▶ **Text shown**
****************

The Monash University-led study examined the impact of a three-year Heart Foundation Warning Signs campaign designed to improve awareness and confidence to act.
It found heart attack patients who observed the initiative while it was running acted fast, but a cross-sectional comparison during and immediately after the campaign, between 2010 and 2014, and from 2015 until 2020, told a different story.
More than 100,000 adults were surveyed for the study, revealing a significant decline in awareness.
Recognition of chest pain as a heart attack symptom fell from 80 per cent in 2010 to 57 per cent in 2020, while the proportion of respondents who could not name a single heart symptom increased from four per cent to 20 per cent.
Lead author Associate Professor Janet Bray described the findings as "very alarming" and said new approaches were needed to ensure people act appropriately if symptoms occur.
"Every minute, more heart muscle dies and the chance of complications like cardiac arrest increases," she said.
"Every Australian should be able to recognise heart attack symptoms and the need to respond quickly and call triple zero for an ambulance."

****************

▶ **Material supplied**
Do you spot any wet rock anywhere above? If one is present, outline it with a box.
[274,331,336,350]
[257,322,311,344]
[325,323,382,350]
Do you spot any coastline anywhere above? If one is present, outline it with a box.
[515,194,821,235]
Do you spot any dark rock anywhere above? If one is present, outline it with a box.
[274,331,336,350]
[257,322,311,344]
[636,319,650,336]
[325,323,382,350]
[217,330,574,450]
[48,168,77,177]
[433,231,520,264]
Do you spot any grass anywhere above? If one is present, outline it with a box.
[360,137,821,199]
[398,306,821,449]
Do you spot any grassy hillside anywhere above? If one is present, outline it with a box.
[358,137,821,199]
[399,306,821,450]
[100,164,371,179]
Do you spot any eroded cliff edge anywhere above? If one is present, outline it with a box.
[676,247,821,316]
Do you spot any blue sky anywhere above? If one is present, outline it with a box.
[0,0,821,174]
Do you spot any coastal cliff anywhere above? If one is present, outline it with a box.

****************

▶ **Exercise tasks**
a: Reproduce the passage on heart attack awareness, starting with "The Monash University-led" and going on through "a different story.".
b: Answer these questions from the passage on heart attack awareness:
(i) How many adults were surveyed for the study?
(ii) By 2020, what percentage of respondents recognized chest pain as a heart attack symptom?
(iii) Who is the lead author?

▶ **Answers to this exercise**
a:
The Monash University-led study examined the impact of a three-year Heart Foundation Warning Signs campaign designed to improve awareness and confidence to act.
It found heart attack patients who observed the initiative while it was running acted fast, but a cross-sectional comparison during and immediately after the campaign, between 2010 and 2014, and from 2015 until 2020, told a different story.

b:
(i) More than 100,000
(ii) 57 per cent
(iii) Associate Professor Janet Bray